- DIRECTIONS FOR THIS TASK:
What you give back must match the records below exactly.

- RECORDS FOR PROCESSING:
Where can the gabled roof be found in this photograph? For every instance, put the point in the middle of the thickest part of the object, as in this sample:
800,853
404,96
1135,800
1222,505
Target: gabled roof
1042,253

- RESULT OF THE EXERCISE:
Where can the gabled roof be found in this photograph? For every instance, put the point in the middle of the thickest part of the object, as in this sample:
800,853
404,96
1135,800
1222,505
Target: gabled roof
1042,253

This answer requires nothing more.